### Aufgaben
[a] Beantworten Sie zum Text über den Rechtshilfefonds die folgenden Fragen:
(i) Gegen welches Verbot kann Ahmat klagen?
(ii) Wie alt war Sabir, als er in Deutschland ankam?
(iii) Welches Gericht entschied Ende des Jahres 2017 über Sabirs Fall?
[b] Schreiben Sie aus dem Text über den Rechtshilfefonds die Stelle von „Über den Fonds“ bis einschließlich „Rechtsprechung profitieren können.“ wortgetreu ab.

### Lesetext
• • • • • • •

Ahmat will nichts geschenkt. Alles was er will, ist das Recht auf gleiche Chancen. Er kann gegen das Ausbildungsverbot klagen – und er hat gute Chancen, dass er vor Gericht Recht bekommt. Aber Ahmat kam als minderjähriger Flüchtling ohne seine Eltern nach Deutschland. Er verfügt nicht über genug Geld, um einen Anwalt oder eine Anwältin zu bezahlen. Der Rechtshilfefonds des Bundesfachverbands unbegleitete minderjährige Flüchtlinge e.V. beteiligt sich deshalb an der Finanzierung seines Klageverfahrens, um Ahmat dabei zu unterstützen, sein Recht auf Bildung durchzusetzen.

Über den Fonds werden junge Flüchtlinge dabei unterstützt, ihre Rechte vor Gericht durchzusetzen, wenn ihnen fundamentale Rechte verwehrt werden und sie sonst keinen Beistand erhalten können. Dabei werden vor allem Verfahren unterstützt, bei denen auch andere junge Flüchtlinge von einer positiven Rechtsprechung profitieren können.

Der bekannteste Fall ist der von Sabir*. Mit 15-Jahren kommt Sabir ohne Eltern in Deutschland an. Das Jugendamt nimmt ihn Inobhut. Im Asylverfahren erhält er einen eingeschränkten Schutzstatus. Doch Sabir geht es schlecht. Er leidet unter den traumatischen Erlebnissen in Syrien und auf der Flucht. Seine schulische und soziale Integration gestaltet sich ohne die Familie schwierig. Er leidet stark unter der Trennung und hat Angst um seine Familie. Sein größter Wunsch: Seine Eltern und seine Geschwister wiedersehen. Doch der Antrag auf Familiennachzug wird abgelehnt. Sabir ist jetzt 16 Jahre alt. Auf sich alleine gestellt weiß er nicht weiter.

Dann erhält er Hilfe: Die Organisation JUMEN e.V. hilft ihm zu klagen, sein Verfahren wird durch den Rechtshilfefonds des BumF e.V. bezuschusst. Ende des Jahres 2017 entscheidet das Verwaltungsgericht Berlin: Sabir hat ein Recht darauf, seine Familie nachzuholen, seine Eltern und Geschwister dürfen nach Deutschland kommen. Sabir wird über Nacht bekannt, sein Fall ist in allen Medien, die Tagesschau titelt „Urteil des Verwaltungsgerichts: Beim Familiennachzug zählt das Kindeswohl“. Die JUMEN-Geschäftsführerin Adriana Kessler erklärt danach: „Im Ergebnis ist das Urteil ein Erfolg. Erstmals wurden das Recht auf Familie und das Kindeswohl über eine verfassungs- und menschenrechtskonforme Auslegung des § 22 AufenthG gewahrt. Das Urteil ist damit auch für alle anderen geflüchteten Familien wichtig, die den langen und mühsamen Weg einer Klage oft nicht schaffen.“ Auch für uns ein großer Erfolg – mit Unterstützung durch den Rechtshilfefonds des Bundesfachverbands umF e.V. konnte ein wichtiger Präzedenzfall erstritten werden.

• • • • • • •

### Aufgeführtes Material
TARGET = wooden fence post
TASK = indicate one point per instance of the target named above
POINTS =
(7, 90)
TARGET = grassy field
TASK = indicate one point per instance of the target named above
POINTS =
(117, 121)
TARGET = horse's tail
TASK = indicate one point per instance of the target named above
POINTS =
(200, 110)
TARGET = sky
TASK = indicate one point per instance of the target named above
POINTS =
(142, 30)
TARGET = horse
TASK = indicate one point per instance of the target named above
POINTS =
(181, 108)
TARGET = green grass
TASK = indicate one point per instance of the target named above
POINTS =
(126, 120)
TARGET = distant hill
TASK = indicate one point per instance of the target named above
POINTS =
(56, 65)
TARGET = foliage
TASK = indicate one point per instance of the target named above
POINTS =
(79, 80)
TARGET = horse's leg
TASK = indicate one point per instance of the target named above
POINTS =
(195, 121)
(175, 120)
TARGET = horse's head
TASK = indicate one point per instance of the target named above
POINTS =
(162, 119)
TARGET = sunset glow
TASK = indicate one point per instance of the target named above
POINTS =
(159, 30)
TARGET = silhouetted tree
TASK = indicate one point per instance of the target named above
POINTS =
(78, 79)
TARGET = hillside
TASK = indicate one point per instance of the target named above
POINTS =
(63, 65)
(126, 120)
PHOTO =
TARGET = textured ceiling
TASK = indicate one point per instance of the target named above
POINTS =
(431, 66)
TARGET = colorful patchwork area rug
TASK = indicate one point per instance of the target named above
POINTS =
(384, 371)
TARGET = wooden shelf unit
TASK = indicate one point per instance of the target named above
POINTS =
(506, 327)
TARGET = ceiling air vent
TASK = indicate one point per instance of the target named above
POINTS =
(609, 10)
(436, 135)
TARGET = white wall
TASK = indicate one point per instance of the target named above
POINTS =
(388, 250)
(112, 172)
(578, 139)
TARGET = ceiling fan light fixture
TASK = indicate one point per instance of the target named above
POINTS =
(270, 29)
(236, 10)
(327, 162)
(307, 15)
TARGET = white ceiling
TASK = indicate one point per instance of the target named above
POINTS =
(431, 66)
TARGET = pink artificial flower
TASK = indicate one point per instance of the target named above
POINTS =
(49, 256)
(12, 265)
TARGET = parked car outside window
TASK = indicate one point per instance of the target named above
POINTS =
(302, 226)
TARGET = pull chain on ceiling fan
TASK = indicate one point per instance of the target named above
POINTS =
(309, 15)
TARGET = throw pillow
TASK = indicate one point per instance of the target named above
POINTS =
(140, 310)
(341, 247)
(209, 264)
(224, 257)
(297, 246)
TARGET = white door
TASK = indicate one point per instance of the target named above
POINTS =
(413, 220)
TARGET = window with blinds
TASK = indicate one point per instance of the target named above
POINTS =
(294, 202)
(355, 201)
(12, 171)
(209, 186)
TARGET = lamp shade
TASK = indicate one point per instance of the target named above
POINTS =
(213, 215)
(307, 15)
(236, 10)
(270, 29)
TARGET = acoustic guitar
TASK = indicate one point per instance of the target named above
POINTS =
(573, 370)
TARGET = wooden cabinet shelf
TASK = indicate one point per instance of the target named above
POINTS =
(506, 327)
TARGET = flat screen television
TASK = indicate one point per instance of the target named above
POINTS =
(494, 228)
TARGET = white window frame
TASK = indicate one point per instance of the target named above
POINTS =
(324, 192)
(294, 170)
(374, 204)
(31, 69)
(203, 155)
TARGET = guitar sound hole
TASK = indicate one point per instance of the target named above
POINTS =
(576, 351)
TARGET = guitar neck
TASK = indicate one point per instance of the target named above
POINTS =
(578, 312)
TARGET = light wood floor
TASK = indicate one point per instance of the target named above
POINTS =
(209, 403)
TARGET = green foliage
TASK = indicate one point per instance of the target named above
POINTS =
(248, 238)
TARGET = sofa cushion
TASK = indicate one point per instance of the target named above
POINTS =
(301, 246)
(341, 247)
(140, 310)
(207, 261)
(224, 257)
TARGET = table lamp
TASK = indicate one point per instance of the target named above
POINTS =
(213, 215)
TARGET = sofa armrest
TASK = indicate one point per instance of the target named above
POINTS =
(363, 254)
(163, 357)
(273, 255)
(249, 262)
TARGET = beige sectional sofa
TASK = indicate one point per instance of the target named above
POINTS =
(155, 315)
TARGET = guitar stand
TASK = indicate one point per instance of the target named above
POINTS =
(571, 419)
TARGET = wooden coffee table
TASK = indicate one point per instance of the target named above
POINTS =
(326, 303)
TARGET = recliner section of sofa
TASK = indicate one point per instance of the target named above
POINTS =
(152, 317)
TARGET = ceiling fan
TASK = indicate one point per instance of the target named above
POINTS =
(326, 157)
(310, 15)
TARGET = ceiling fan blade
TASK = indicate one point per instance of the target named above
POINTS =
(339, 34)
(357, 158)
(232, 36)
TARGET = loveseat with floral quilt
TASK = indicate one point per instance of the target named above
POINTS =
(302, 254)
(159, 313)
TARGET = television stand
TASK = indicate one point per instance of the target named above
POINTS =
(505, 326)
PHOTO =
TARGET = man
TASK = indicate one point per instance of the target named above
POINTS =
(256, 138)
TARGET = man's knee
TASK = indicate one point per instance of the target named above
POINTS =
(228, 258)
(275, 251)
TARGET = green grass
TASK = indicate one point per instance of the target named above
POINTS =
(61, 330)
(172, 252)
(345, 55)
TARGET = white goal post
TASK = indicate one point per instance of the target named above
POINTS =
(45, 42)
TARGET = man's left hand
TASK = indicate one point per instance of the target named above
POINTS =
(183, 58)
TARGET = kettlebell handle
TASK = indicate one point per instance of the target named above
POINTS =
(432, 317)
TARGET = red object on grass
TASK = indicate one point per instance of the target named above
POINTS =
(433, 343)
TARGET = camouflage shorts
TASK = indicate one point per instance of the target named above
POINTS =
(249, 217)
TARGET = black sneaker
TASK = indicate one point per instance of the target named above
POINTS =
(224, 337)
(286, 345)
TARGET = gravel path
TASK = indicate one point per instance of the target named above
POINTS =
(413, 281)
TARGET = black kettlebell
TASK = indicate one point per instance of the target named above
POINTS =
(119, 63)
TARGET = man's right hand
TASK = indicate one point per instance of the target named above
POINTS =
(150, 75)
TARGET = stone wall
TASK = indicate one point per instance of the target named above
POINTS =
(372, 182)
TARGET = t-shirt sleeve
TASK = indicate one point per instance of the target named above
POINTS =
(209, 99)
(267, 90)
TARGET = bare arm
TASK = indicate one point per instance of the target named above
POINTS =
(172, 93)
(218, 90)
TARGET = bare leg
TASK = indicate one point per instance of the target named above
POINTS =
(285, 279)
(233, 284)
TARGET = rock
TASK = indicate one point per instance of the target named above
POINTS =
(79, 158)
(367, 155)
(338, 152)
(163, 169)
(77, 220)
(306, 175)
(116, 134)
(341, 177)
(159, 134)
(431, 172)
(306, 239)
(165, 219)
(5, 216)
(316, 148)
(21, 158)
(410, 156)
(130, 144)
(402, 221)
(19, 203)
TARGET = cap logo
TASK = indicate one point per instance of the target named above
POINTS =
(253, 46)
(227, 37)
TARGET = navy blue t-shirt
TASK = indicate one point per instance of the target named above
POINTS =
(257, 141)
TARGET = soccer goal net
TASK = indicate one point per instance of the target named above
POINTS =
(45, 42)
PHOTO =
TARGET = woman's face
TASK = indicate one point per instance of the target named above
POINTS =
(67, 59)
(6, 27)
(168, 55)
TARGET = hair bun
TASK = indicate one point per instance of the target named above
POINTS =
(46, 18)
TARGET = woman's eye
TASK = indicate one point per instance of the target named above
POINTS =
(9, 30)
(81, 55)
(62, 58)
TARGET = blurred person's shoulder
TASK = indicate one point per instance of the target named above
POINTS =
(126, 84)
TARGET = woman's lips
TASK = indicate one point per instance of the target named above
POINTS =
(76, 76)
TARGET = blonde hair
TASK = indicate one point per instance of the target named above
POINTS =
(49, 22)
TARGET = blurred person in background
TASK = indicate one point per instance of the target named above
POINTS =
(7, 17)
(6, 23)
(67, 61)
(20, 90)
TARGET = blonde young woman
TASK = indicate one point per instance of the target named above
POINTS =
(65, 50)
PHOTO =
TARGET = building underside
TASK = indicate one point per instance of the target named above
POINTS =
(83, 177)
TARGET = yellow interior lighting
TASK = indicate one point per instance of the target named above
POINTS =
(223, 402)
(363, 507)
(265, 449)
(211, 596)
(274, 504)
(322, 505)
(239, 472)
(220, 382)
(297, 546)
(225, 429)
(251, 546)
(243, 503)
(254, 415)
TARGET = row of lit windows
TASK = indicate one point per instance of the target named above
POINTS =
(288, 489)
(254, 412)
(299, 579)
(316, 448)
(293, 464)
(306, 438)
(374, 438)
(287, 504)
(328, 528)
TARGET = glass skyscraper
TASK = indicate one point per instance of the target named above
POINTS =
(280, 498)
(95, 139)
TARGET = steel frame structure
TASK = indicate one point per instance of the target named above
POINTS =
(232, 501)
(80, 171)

• • • • • • •

### Lösungen
[a]
(i) Gegen das Ausbildungsverbot.
(ii) 15 Jahre.
(iii) Das Verwaltungsgericht Berlin.

[b]
Über den Fonds werden junge Flüchtlinge dabei unterstützt, ihre Rechte vor Gericht durchzusetzen, wenn ihnen fundamentale Rechte verwehrt werden und sie sonst keinen Beistand erhalten können. Dabei werden vor allem Verfahren unterstützt, bei denen auch andere junge Flüchtlinge von einer positiven Rechtsprechung profitieren können.